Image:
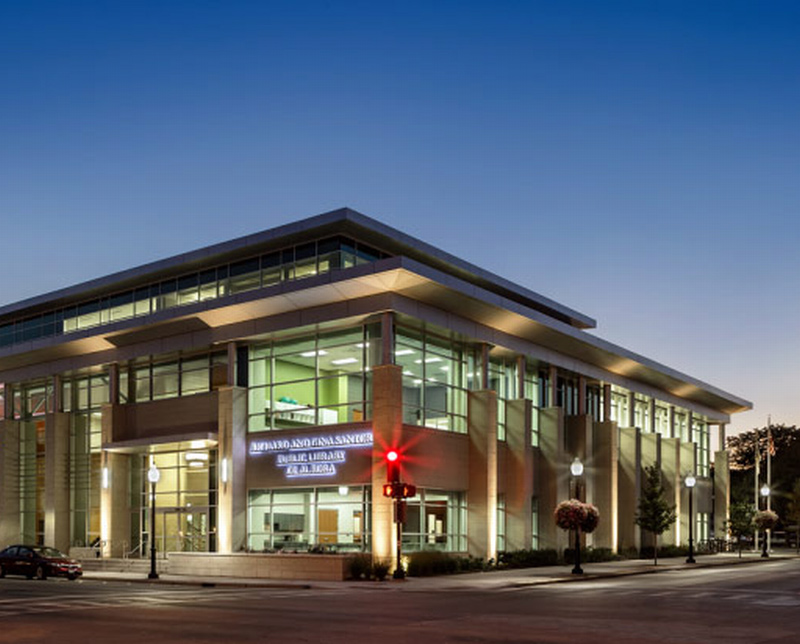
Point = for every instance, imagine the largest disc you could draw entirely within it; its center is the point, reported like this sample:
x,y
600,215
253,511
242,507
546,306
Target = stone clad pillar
x,y
722,492
482,510
670,469
519,474
630,486
9,475
552,476
231,463
56,481
387,429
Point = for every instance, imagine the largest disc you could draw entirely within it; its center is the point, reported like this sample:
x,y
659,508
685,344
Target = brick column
x,y
232,451
56,481
387,428
9,475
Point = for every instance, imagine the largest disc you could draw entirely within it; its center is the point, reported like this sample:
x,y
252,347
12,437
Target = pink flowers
x,y
576,515
765,520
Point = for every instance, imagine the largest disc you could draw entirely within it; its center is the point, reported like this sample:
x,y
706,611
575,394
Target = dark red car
x,y
38,561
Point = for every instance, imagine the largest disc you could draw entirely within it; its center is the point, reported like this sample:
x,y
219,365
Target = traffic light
x,y
392,465
398,490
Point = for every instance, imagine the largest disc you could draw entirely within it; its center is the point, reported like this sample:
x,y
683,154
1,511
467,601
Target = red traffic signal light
x,y
397,490
392,465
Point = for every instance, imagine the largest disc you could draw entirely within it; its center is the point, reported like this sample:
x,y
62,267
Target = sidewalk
x,y
503,579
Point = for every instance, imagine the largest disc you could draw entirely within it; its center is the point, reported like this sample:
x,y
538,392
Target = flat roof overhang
x,y
400,275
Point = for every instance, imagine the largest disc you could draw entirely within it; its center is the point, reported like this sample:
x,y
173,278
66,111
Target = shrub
x,y
432,562
360,566
379,570
527,558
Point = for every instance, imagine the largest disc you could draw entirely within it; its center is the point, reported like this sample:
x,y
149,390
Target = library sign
x,y
311,455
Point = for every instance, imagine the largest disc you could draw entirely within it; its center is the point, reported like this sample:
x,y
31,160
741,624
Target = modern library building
x,y
266,378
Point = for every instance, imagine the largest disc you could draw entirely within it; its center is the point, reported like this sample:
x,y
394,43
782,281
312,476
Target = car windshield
x,y
48,552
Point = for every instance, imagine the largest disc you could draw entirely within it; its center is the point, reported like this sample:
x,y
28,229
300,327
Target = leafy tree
x,y
793,509
740,523
654,514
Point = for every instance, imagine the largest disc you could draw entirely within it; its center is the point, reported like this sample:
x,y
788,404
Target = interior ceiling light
x,y
311,354
344,361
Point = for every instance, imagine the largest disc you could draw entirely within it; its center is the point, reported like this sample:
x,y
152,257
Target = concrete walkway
x,y
502,579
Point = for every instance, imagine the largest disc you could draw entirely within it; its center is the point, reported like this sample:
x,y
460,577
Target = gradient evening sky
x,y
636,161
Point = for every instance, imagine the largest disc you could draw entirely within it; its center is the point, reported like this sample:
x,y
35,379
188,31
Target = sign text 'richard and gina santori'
x,y
315,455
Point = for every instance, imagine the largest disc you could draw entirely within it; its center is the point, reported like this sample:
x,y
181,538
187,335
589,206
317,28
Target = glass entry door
x,y
183,529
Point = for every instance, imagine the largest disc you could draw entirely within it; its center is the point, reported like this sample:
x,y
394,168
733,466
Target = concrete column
x,y
231,463
519,474
113,384
632,410
652,427
387,338
579,442
670,469
9,475
552,479
630,485
581,395
605,484
231,376
387,428
650,455
687,465
579,437
115,507
552,381
484,370
521,368
482,510
606,403
722,492
58,394
56,481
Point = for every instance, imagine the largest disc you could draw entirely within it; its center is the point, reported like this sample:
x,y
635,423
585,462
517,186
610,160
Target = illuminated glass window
x,y
435,521
335,519
316,379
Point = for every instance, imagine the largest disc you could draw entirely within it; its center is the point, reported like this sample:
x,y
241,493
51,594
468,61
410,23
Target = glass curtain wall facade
x,y
329,518
437,373
316,379
83,397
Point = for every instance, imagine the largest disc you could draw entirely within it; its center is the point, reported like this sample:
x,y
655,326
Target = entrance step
x,y
123,565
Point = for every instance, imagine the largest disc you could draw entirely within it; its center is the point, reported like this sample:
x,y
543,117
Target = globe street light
x,y
765,495
153,475
576,469
690,482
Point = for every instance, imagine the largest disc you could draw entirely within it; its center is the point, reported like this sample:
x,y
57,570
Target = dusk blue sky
x,y
636,161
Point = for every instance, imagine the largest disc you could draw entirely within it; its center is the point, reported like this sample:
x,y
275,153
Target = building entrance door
x,y
184,529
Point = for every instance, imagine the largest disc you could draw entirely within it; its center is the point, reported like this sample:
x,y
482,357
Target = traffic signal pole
x,y
399,572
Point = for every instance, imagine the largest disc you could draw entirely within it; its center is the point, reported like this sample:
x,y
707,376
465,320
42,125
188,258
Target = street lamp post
x,y
576,469
765,495
690,482
153,475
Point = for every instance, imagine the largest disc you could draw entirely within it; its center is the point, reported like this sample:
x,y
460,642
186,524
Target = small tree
x,y
654,514
740,523
793,510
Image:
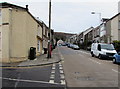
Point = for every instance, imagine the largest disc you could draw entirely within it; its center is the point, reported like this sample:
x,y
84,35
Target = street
x,y
77,69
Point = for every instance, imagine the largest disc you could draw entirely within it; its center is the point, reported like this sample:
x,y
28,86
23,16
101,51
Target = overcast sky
x,y
72,16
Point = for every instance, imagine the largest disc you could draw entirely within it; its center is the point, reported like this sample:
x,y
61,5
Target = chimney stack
x,y
26,7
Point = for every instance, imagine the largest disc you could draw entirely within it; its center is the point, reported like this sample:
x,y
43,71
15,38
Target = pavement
x,y
39,61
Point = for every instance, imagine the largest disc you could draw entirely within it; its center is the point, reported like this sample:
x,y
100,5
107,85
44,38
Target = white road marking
x,y
51,81
62,82
94,61
115,71
62,76
59,63
33,81
61,71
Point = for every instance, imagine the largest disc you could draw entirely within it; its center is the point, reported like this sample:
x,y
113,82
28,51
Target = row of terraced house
x,y
107,32
19,31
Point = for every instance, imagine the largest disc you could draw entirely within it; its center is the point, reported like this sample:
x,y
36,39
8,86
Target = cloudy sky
x,y
73,16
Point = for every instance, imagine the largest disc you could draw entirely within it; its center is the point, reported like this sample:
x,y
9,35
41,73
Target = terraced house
x,y
19,31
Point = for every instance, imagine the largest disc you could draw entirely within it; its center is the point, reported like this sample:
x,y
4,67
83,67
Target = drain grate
x,y
84,78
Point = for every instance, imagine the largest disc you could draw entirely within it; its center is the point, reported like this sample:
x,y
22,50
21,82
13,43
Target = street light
x,y
49,33
98,14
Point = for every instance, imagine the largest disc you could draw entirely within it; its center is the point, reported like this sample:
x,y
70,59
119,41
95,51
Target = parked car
x,y
116,58
76,47
102,50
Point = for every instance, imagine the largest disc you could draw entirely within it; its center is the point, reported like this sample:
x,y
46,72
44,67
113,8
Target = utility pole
x,y
49,33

▶ [Brief]:
Every entry should be written out word for word, except for its pictures.

▶ [Exercise response]:
Image:
Point = for every instance, imagine the largest disc you could draw entirely within it; its center is the point, reported like this sample:
x,y
600,215
253,511
242,507
546,306
Target = stone clad pillar
x,y
722,492
482,510
670,469
519,474
630,486
9,475
552,476
231,463
56,481
387,429
Point = for every instance, imagine the largest disc you could draw entirely within it; its center is the point, reported like this sample:
x,y
659,508
685,344
Target = brick column
x,y
232,451
56,481
387,428
9,475
Point = for every instance, imagine the largest disc you could draw entirely within it; its center is the point, reported like this sample:
x,y
252,347
12,437
Target = pink flowers
x,y
576,515
765,520
Point = for every instance, imagine the largest disc you could draw entirely within it; its center is the point, reported like this sample:
x,y
706,611
575,394
Target = dark red car
x,y
38,561
Point = for every instance, imagine the largest disc you could draw entirely within it; its center is the point, reported like this sample:
x,y
219,365
Target = traffic light
x,y
392,465
398,490
Point = for every instance, imagine the largest disc you could draw entirely within it; its center is the point, reported like this sample:
x,y
683,154
1,511
467,601
Target = red traffic signal light
x,y
397,490
392,465
Point = for every instance, imagine the largest disc you could draw entirely within it; its center is the point, reported like this sample:
x,y
62,267
Target = sidewalk
x,y
503,579
Point = for every instance, imagine the largest disc you could draw entirely within it; its center is the point, reported like this sample:
x,y
538,392
Target = flat roof overhang
x,y
400,275
Point = for every instance, imagine the largest disc you could draw entirely within it; its center is the point, reported like this sample:
x,y
173,278
66,111
Target = shrub
x,y
432,562
360,566
379,570
527,558
Point = for every instance, imagine the largest disc you could draw entirely within it; its center is the point, reported like this sample:
x,y
149,390
Target = library sign
x,y
311,455
Point = for every instance, imagine the largest disc you could draw entirely within it; its center is the point, reported like this sample:
x,y
31,160
741,624
Target = modern library building
x,y
266,378
Point = for every instance, imagine the largest disc you could draw entirely within it; its center is the point, reported like this sample:
x,y
394,43
782,281
312,476
Target = car windshield
x,y
48,552
Point = for every instance, imagine the largest disc you could draw entirely within it; its center is the point, reported like this sample:
x,y
28,229
300,327
Target = leafy tree
x,y
793,509
740,523
654,514
Point = for every instance, imagine the largest disc you could draw entirely within it; its center is the point, reported like this sample:
x,y
788,404
Target = interior ceiling light
x,y
311,354
344,361
Point = for every instance, imagine the largest disc you could draw entirely within it; its center is the point, reported like this sample:
x,y
152,257
Target = concrete walkway
x,y
502,579
Point = for every instance, imagine the largest disc you could draw entirely within it; its center is the point, reported like this sample:
x,y
460,577
Target = gradient evening sky
x,y
636,161
Point = for every instance, imagine the largest disc you could draw entirely within it; its center is the point, reported like this sample:
x,y
35,379
188,31
Target = sign text 'richard and gina santori'
x,y
315,455
Point = for every instance, imagine the largest disc you could draw entirely within it; its center is the point, reported like this sample:
x,y
181,538
187,335
589,206
317,28
Target = glass entry door
x,y
183,529
Point = for every instance, imagine the largest disc you could draw entirely within it; its center is the point, reported like this sample:
x,y
394,168
733,466
Target = concrete column
x,y
231,463
519,474
113,384
632,410
652,427
387,338
579,442
670,469
9,475
552,479
630,485
581,395
605,484
231,376
387,428
650,455
687,465
579,437
115,507
552,381
484,370
521,368
482,510
606,403
722,492
58,394
56,481
Point = for every instance, imagine the largest disc you could draw entirely within it; its center is the point, reported like this sample:
x,y
635,423
585,462
517,186
610,160
Target = illuminated glass window
x,y
435,521
335,519
316,379
Point = for every instance, imagine the largest disc you could draw entirely within it; its center is the point, reported like this sample:
x,y
241,493
51,594
468,61
410,23
Target = glass curtain wall facade
x,y
329,518
437,373
316,379
83,397
Point = for every instance, imagine the largest disc you could draw entirely within it; its center is the point, reported like this sample:
x,y
655,326
Target = entrance step
x,y
123,565
Point = for every instance, imagine the largest disc you could draw entirely within it; its center is the point, reported like this sample:
x,y
543,117
Target = globe street light
x,y
765,495
153,475
576,469
690,482
Point = for every instance, imagine the largest disc you could draw entirely within it; its center is the point, reported like this sample:
x,y
57,570
Target = dusk blue sky
x,y
636,161
Point = for every instance, imagine the largest disc you could draw entirely within it; its center is the point, reported like this sample:
x,y
275,153
Target = building entrance door
x,y
184,529
Point = for every instance, imagine the largest disc you could draw entirely within it; its center is the point, reported like this sample:
x,y
482,357
Target = traffic signal pole
x,y
399,572
Point = for every instance, imagine the largest disc you could draw entirely within it; its center is the point, reported like this sample:
x,y
707,376
465,320
42,125
188,258
Target = street lamp post
x,y
576,469
765,495
690,482
153,475
Point = for every instance, imagine the largest disc you could draw entirely within it; its center is the point, reported like this sample:
x,y
460,642
186,524
Target = small tree
x,y
654,514
740,523
793,510
Image:
Point = for every instance, imagine the largest disc you could draw entirely within it; its center is the point, reported like this sample:
x,y
84,35
Target = street
x,y
77,69
Point = for every instance, imagine the largest disc you could draw entirely within it; its center is the point, reported like this sample:
x,y
28,86
23,16
101,51
Target = overcast sky
x,y
72,16
Point = for every instance, imagine the largest disc you could draw entirely within it; its center is the point, reported like this sample:
x,y
61,5
Target = chimney stack
x,y
26,7
Point = for every instance, imagine the largest disc you could draw entirely within it; its center is the point, reported like this sample:
x,y
43,71
15,38
Target = pavement
x,y
39,61
Point = for every instance, imagine the largest disc you could draw entirely within it; its center is the point, reported like this sample:
x,y
100,5
107,85
44,38
Target = white road marking
x,y
51,81
62,82
94,61
115,71
62,76
59,63
33,81
61,71
Point = for every instance, imagine the largest disc you could draw entirely within it; its center is the point, reported like this sample:
x,y
113,82
28,51
Target = row of terraced house
x,y
107,32
19,31
Point = for every instance, imagine the largest disc you could draw entirely within it; its center is the point, reported like this sample:
x,y
36,39
8,86
Target = cloudy sky
x,y
73,16
Point = for every instance, imagine the largest disc you could draw entirely within it; its center is the point, reported like this sample:
x,y
9,35
41,73
Target = terraced house
x,y
19,31
Point = for every instance, imagine the largest disc you could draw entirely within it; its center is the point, reported like this sample:
x,y
4,67
83,67
Target = drain grate
x,y
84,78
Point = for every instance, imagine the largest disc you could draw entirely within it; its center is the point, reported like this sample:
x,y
22,50
21,82
13,43
Target = street light
x,y
49,33
98,14
Point = for every instance, imagine the largest disc you could draw entirely within it; its center is the point, reported like this sample:
x,y
70,59
119,41
95,51
Target = parked car
x,y
116,58
76,47
102,50
Point = for every instance, imagine the largest disc you could draw entirely within it; its center is the point, reported like this sample:
x,y
46,72
44,67
113,8
Target = utility pole
x,y
49,33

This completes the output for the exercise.